* **What this task involves**:
Tally the lines in the items below that contain the word "blurred", and give only that number.

* **Input data**:
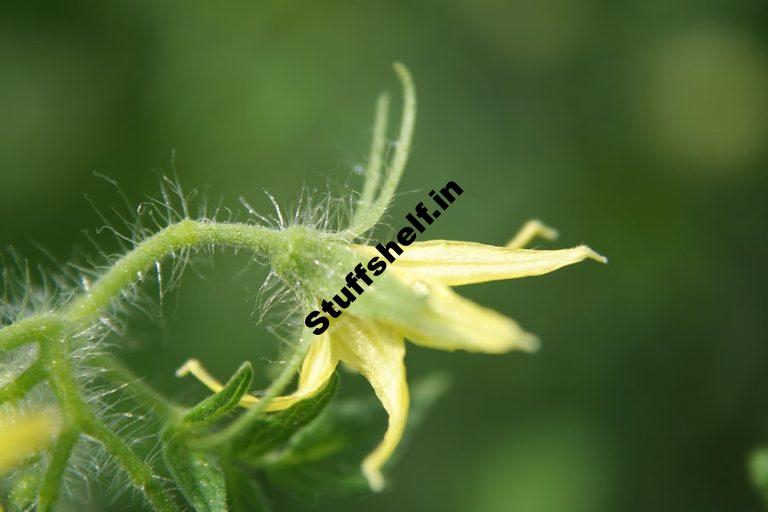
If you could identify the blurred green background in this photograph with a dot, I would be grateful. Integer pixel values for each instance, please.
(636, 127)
* * *
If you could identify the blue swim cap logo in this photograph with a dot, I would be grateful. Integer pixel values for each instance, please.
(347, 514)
...
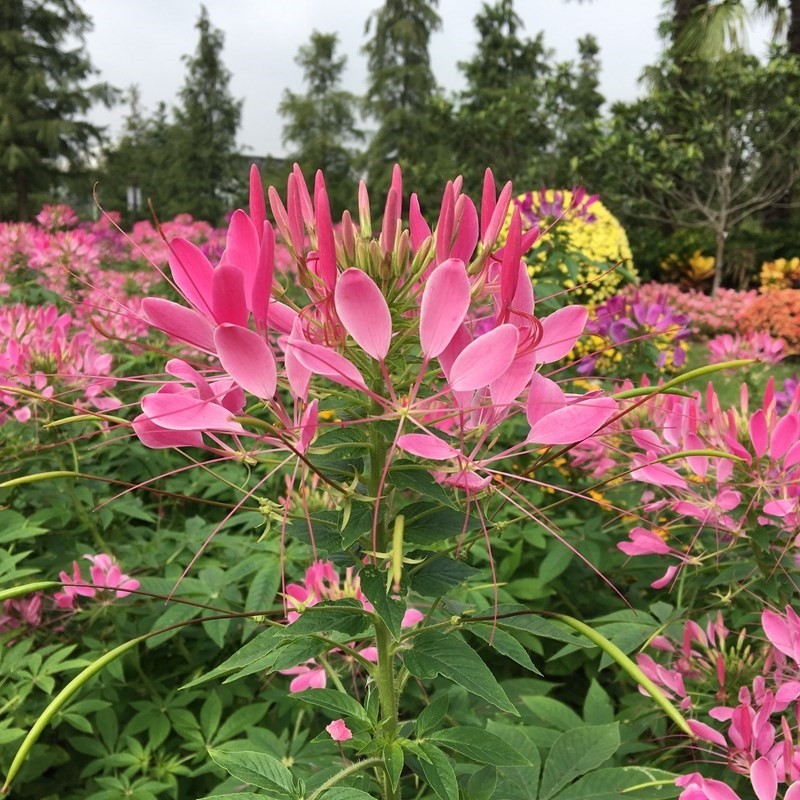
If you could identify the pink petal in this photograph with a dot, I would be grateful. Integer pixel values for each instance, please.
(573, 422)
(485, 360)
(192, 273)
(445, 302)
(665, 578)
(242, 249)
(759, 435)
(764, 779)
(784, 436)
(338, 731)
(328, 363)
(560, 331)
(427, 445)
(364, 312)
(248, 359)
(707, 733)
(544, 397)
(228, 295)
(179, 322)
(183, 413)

* **Solution for this problem**:
1